Stated exercise 1. How many lines of the records contain the string "this"? Give only the number.
Stated exercise 2. Can you write the next part of the passage about the nest and its watchers, picking up after its final line?

Excerpt provided.
>>>>

And threading through all of it is a kind of gentle, shared investment. People hesitate to leave (“I’m really hungry, but I can’t go to the kitchen now because I don’t want to miss anything lol” – @Diana-Fortyseven), welcome each other back, and repeatedly urge newcomers to “scroll back 12 hours!” to catch up on what they missed.

There’s a sense not only that something important might happen at any moment – but that it’s better experienced together.

Even the quieter periods carry that weight: “so peaceful” (@dw4769), “catching the Zs” (@Allialliallialii), little acknowledgements that the value isn’t just in the big events, but in being there, collectively, while nothing much happens at all.

The crater gave us something neat. Contained. Interpretable.

The Back Corner is giving us something else entirely.

Less tidy. Less predictable. Occasionally inconvenient. Frequently hilarious. And, in a way that’s harder to define but easy to feel … far more alive.

The nest hasn’t stopped working.

It’s just stopped behaving according to plan.

“Interesting” just leveled up!

<<<<

Provided data.
>>>>

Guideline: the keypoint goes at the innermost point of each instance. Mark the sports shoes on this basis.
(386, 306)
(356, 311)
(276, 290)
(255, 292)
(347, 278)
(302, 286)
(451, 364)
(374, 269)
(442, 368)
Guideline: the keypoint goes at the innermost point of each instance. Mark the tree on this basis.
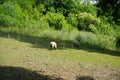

<<<<

Exercise result 1. 2

Exercise result 2.
Postscript: if you haven't already, please come and join us in the live camchat watching this rare bird do her part to add to the current kākāpō population of 235 individuals.

Saturday, April 4, 2026

Science = Hope

 

Yesterday, in the gap that is currently almost constantly filled by a flightless parrot sitting quietly in a hollow under a tree raising a chick, I was searching for another rock to stand on due to a technical live cam error and I saw a rocket lifting off the ground.

Thousands of tonnes of engineered certainty, fire, noise, and a level of commitment that suggests someone, somewhere, was very confident that this would work.

At first glance, these things have nothing in common.

One is quite spectacular, there’s flames and noise and it looks like Michael Bay had something to do with it.

 

 

The other is… not.

 

And yet, if you look past the obvious differences - scale, technology, budget, and the general absence of explosions in one of them…the resemblance starts to appear.

Not in what is being done.

In how... and maybe, why.

 

The space programme is often presented as a series of moments.

A launch. A landing. A photograph. A quote.

But none of those things happen on their own.

They are the visible tip of something much less cinematic: thousands of people checking, re-calibrating, re-running, managing contingencies, tracking variables and occasionally discovering that something they were very sure about is not, in fact, correct.

It is not a straight line of progress.

 It is a loop.

Try.
Fail.
Understand.
Adjust.
Try again.

The kākāpō recovery programme looks different on the surface, but the pattern is familiar.

There are no countdowns. No global broadcasts. No slow-motion replays.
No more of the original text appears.